▸ **EXPLORE THE MATERIAL**
1) Please answer these about the CGM preprocessing text:
(a) Which three factors does it say can interfere with the sensor's performance?
(b) What does the Savitzky-Golay filter fit to a window of adjacent data points?
(c) Whose example was followed when the filter was applied?
2) Resume the CGM preprocessing text, picking up right after its final sentence.

Data Preprocessing

Inaccuracies in Current CGM Technologies

Continuous Glucose Monitoring (CGM) technologies have revolutionized the management of diabetes by providing real-time, high-frequency glucose readings. However, these systems are not without their flaws. For example, sensor drift and noise can introduce inconsistencies in the data. Calibration errors can also skew measurements, making it difficult to rely solely on CGM data for clinical decisions. Additionally, factors like temperature, humidity, and body movement can interfere with the sensor's performance. This variability necessitates robust preprocessing steps to improve the reliability of CGM data.

Savitzky-Golay Filter for Data Smoothing

One widely-adopted method to address these inaccuracies is the application of the Savitzky-Golay filter. This polynomial-based smoothing technique is particularly well-suited for time-series data with noise, as it allows for the preservation of high-frequency features while reducing random fluctuations. In essence, it fits a polynomial of a certain degree to a window of adjacent data points, calculating a smoothed value for each point in the series. This proves invaluable for CGM data, where capturing the nuances of glucose changes without the noise is critical for effective forecasting. We applied the filter following the example of our reference paper.

▸ **DATA RECORDS**

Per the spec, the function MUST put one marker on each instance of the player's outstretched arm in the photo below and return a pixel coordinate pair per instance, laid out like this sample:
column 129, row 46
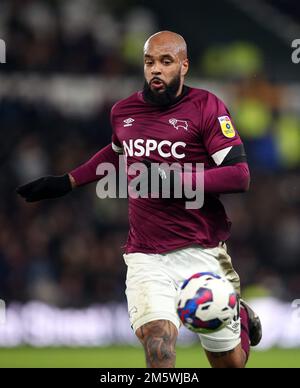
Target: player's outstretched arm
column 46, row 188
column 49, row 187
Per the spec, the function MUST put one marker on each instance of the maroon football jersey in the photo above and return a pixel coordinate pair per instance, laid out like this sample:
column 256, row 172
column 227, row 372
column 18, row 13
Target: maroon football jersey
column 189, row 131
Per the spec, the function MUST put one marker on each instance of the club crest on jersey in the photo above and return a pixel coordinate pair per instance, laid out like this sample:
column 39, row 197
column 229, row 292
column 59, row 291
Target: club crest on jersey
column 226, row 126
column 128, row 122
column 179, row 124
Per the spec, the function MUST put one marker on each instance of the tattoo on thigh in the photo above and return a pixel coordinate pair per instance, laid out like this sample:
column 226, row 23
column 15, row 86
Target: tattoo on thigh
column 159, row 339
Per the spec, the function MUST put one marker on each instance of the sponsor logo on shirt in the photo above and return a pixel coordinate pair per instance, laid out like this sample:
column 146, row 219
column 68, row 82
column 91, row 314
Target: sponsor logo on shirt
column 128, row 122
column 226, row 126
column 179, row 124
column 165, row 148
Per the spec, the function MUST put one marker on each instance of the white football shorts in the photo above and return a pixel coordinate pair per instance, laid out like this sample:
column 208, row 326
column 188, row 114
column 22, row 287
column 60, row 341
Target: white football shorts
column 154, row 280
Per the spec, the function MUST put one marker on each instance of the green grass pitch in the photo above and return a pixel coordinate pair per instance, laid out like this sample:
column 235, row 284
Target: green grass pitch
column 131, row 357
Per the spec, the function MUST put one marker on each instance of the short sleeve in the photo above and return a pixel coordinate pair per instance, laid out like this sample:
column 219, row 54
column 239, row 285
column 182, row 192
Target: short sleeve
column 115, row 142
column 217, row 128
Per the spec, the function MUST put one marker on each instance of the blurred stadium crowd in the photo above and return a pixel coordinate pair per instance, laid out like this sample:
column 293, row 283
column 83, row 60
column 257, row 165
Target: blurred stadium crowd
column 69, row 252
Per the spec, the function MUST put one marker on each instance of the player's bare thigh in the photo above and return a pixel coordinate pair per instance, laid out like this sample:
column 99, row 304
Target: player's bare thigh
column 234, row 358
column 159, row 340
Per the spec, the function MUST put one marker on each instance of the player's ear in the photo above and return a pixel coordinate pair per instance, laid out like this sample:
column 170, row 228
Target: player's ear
column 184, row 67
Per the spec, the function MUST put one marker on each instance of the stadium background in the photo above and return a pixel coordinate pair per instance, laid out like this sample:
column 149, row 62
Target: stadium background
column 67, row 63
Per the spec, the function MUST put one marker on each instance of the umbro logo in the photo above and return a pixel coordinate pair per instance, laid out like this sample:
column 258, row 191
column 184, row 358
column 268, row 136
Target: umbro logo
column 179, row 124
column 128, row 122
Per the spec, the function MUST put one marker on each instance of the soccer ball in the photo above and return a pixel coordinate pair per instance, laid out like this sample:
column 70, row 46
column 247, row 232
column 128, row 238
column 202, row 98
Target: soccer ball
column 207, row 303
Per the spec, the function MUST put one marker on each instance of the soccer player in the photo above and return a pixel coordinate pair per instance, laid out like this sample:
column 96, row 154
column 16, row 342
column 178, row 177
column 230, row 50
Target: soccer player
column 167, row 242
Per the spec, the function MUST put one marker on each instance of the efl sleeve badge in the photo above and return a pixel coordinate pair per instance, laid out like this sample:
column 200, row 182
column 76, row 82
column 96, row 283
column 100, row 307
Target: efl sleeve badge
column 226, row 126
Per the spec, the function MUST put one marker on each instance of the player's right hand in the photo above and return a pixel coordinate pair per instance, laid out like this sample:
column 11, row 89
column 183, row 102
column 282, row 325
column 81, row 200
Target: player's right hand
column 45, row 188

▸ **OUTPUTS BY TASK**
1)
(a) Temperature, humidity, and body movement.
(b) A polynomial of a certain degree.
(c) The reference paper's.

2)
Standardization of ML Inputs

Lastly, it is a standard practice in machine learning to normalize the features to bring them onto a similar scale. For this project, the CGM data was preprocessed by subtracting the mean and dividing by the standard deviation. This process, known as z-score normalization or standardization, ensures that the data has zero mean and a standard deviation of one. This normalization enhances the performance and stability of machine learning algorithms, particularly those sensitive to the scale of input features, such as gradient-based models.